Extracted text |
Increasing production of SIRT6 extends lifespan by about 20%, improves physical activity, and mitigates frailty in old age.
· Mice genetically modified to overproduce SIRT6 protein see drastic increases in lifespan and physical performance.
· SIRT6 improves liver cell energy and glucose sugar production for improved physical activity, healthspan, and survival.
The rising aging global population, referred to as the “Silver Wave,” presents health-related challenges that include age-related diseases and frailty – a condition characterized by fatigue and weakness. Research shows that diet and metabolism are key regulators of lifespan, representing targetable intervention strategies to promote healthy aging. Scientists have uncovered that a protein called SIRT6 regulates aging, obesity, and insulin sensitivity, but how it does so needs further clarification to improve our attempts to maintain and preserve health during aging.
Cohen and colleagues from Bar-Ilan University in Israel published a study in Nature Communications showing that driving SIRT6 protein production extends mouse lifespan by about 20%. They also show that enhancing SIRT6 production through genetic manipulation in older ages optimizes the energy production balance (homeostasis) of liver and fat tissues to delay frailty and extend life without disease (healthspan).
“This discovery, combined with our previous findings, shows that SIRT6 controls the rate of healthy aging,” said Professor Cohen in a press release. “If we can determine how to activate it in humans, we will be able to prolong life, and this could have enormous health and economic implications.”
Sirtuins are proteins that require the essential, life-sustaining molecule called nicotinamide adenine dinucleotide (NAD+) to perform their function. When sirtuins have enough NAD+ to work properly, they play crucial roles in maintaining DNA health and cell metabolism. Two of the seven sirtuins, SIRT1 and SIRT6, have been suspected of regulating metabolism and aging processes, leading Cohen and colleagues to tease out which of these two sirtuins is most important during aging or whether they act synergistically.
To explore the interaction between SIRT1 and SIRT6 in aging and lifespan, the Israel-based research team genetically modified mice to produce more SIRT1 (SIRT1 transgenic mice), more SIRT6 (SIRT6 transgenic mice), or both (SIRT1 + SIRT6 transgenic mice). They followed the groups of mice for up to 40 months to compare their lifespans. They found that the male and female SIRT6 transgenic mice lived, on average, about 27% and 15% longer than non-modified mice and SIRT1 transgenic mice, respectively. There was no significant difference in lifespan between SIRT6 transgenic and SIRT1 + SIRT6 transgenic mice, so Cohen and colleagues concluded the two proteins don’t synergistically extend lifespan but that SIRT 6 overproduction does so on its own.

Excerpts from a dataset

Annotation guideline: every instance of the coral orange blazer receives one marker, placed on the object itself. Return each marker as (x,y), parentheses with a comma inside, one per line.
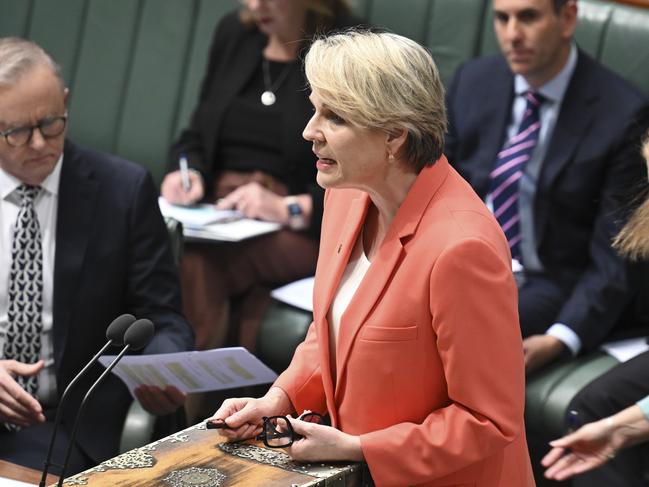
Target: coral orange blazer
(429,369)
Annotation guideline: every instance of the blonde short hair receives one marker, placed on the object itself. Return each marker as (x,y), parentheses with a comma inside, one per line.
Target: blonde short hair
(18,56)
(382,81)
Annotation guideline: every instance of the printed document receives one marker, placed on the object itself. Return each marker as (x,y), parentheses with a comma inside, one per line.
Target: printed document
(208,370)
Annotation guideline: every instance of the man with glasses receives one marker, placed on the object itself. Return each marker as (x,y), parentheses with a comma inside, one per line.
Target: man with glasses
(81,242)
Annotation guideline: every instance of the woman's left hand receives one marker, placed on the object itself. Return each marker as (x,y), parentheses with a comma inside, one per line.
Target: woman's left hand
(255,201)
(323,443)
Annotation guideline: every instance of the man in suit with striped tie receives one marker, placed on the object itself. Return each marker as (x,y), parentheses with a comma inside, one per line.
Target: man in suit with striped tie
(550,138)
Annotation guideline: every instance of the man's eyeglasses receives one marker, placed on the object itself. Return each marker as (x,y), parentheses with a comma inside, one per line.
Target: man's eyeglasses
(49,127)
(278,433)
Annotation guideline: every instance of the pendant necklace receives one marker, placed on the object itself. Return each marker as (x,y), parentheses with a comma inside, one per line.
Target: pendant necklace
(268,97)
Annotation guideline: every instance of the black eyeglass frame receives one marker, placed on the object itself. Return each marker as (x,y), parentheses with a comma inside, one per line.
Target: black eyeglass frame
(42,123)
(289,433)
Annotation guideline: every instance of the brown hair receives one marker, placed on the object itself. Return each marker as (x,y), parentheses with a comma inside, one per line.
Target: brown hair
(633,239)
(18,56)
(320,15)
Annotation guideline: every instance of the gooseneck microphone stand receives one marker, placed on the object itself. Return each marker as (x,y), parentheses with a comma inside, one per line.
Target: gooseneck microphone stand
(115,335)
(136,337)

What you will do |
(1) Answer from the article on SIRT6 and aging:
(a) What name is given to the rising aging global population?
(b) Which university are Cohen and colleagues from?
(c) For up to how many months were the groups of mice followed?
(2) Write the next part of the article on SIRT6 and aging, picking up after its final sentence.

Outputs for the tasks |
(1)
(a) The "Silver Wave"
(b) Bar-Ilan University in Israel
(c) Up to 40 months

(2)
To see if the increased SIRT6 protein levels provide healthspan benefits, Cohen and colleagues compared the distances that the three groups of older transgenic mice ran on a spinning wheel, which is indicative of physical performance. Greater distances run indicate reduced frailty since fatigued and tired older mice prefer to remain stationary. The research group found that older, 15-month-old SIRT6 and SIRT1 + SIRT6 but not SIRT1 transgenic mice ran greater distances during nighttime hours, when mice are most active. Because increased SIRT6 protein levels were present in the mouse groups running longer distances but elevated SIRT1 levels alone didn’t yield these results, Cohen and colleagues determined higher SIRT6 levels drive the reduced frailty in older-aged mice.
After determining that increasing SIRT6 protein levels substantially extends mouse health and lifespan, Cohen and colleagues wanted to figure out what physiological mechanisms explain these benefits. By measuring the activity of genes and protein levels involved in energy production, Cohen and colleagues found that SIRT6 preserves metabolism pathways that use NAD+ in old age. Their research indicates that metabolic pathways in the liver producing energy (ATP) along with the sugar glucose deteriorate during aging, leading to perturbed energy homeostasis. Increasing SIRT6 levels in the liver as mice get older enhances energy production and preserves ATP levels along with glucose for brain function.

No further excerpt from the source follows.